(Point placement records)
____

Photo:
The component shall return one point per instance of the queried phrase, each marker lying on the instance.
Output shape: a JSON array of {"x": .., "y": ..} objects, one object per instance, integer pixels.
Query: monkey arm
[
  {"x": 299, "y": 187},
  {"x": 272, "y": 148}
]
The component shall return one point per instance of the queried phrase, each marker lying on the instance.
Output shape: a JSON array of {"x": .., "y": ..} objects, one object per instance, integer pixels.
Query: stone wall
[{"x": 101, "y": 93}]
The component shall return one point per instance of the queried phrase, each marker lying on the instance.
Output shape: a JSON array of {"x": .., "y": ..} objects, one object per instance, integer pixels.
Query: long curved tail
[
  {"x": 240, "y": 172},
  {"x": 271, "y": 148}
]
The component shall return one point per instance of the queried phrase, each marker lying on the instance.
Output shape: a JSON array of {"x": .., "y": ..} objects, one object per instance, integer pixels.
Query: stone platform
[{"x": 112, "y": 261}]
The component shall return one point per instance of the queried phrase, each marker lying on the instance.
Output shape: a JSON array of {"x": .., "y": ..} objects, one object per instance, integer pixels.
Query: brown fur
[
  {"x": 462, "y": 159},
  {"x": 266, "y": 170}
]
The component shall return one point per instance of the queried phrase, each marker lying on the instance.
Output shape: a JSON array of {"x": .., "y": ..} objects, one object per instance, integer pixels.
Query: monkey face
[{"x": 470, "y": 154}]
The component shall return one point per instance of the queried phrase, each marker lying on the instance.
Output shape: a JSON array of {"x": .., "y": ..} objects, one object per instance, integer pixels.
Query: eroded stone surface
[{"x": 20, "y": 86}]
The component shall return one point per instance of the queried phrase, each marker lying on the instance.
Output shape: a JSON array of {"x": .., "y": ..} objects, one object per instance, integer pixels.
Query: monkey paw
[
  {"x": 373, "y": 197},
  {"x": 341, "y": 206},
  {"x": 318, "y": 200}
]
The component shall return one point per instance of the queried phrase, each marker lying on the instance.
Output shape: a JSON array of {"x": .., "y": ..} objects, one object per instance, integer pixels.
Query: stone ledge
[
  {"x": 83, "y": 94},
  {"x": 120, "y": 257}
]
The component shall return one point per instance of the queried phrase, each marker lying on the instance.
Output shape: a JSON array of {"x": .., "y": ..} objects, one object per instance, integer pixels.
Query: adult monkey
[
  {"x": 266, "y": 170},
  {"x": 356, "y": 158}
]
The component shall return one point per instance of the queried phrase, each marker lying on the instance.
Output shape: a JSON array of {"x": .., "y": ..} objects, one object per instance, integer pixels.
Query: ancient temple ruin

____

| Given instruction |
Restate the data above word for word.

| Task answer |
Photo:
The component shall return one point per instance of the queried phrase, each marker lying on the instance.
Output shape: a JSON array of {"x": .., "y": ..} objects, one object per instance, integer pixels.
Query: monkey arm
[
  {"x": 299, "y": 187},
  {"x": 272, "y": 148}
]
The component shall return one point per instance of the queried phrase, each marker lying on the instance.
Output shape: a JSON array of {"x": .., "y": ..} objects, one object per instance, integer pixels.
Query: stone wall
[{"x": 101, "y": 93}]
The component shall return one point per instance of the queried phrase, each marker lying on the instance.
Output shape: a JSON array of {"x": .., "y": ..} objects, one object per instance, integer pixels.
Query: long curved tail
[
  {"x": 240, "y": 172},
  {"x": 271, "y": 148}
]
The component shall return one point per instance of the queried phrase, each marker lying on the instance.
Output shape: a JSON array of {"x": .., "y": ..} objects, one object per instance, integer pixels.
Query: stone platform
[{"x": 112, "y": 261}]
The component shall return one point per instance of the queried phrase, each marker lying on the instance.
Output shape: a JSON array of {"x": .., "y": ..} objects, one object per instance, integer pixels.
Query: brown fur
[
  {"x": 462, "y": 159},
  {"x": 266, "y": 170}
]
The component shall return one point per instance of the queried phrase, each marker lying on the instance.
Output shape: a JSON array of {"x": .., "y": ..} objects, one object per instance, integer pixels.
Query: monkey face
[{"x": 470, "y": 154}]
The component shall return one point per instance of the queried phrase, each marker lying on the instance.
Output shape: a JSON array of {"x": .., "y": ..} objects, one object per instance, integer pixels.
Query: eroded stone surface
[{"x": 20, "y": 86}]
The component shall return one point per instance of the queried phrase, each marker lying on the instance.
Output shape: a JSON array of {"x": .., "y": ..} objects, one object per instance, integer pixels.
Query: monkey paw
[
  {"x": 373, "y": 197},
  {"x": 341, "y": 206},
  {"x": 318, "y": 200}
]
The component shall return one point per instance of the queried phrase, each marker lying on the instance.
Output shape: a JSON array of {"x": .., "y": ..} objects, one object per instance, integer pixels.
Query: stone ledge
[
  {"x": 83, "y": 94},
  {"x": 120, "y": 257}
]
The component shall return one point per instance of the queried phrase, each marker lying on the instance.
Output shape: a JSON array of {"x": .., "y": ..} objects, one object per instance, integer pixels.
Query: adult monkey
[
  {"x": 266, "y": 170},
  {"x": 356, "y": 158}
]
The component shall return one point per instance of the queried phrase, each marker lying on the instance.
Output shape: a JSON array of {"x": .., "y": ..} objects, one object per instance, integer pixels.
Query: ancient temple ruin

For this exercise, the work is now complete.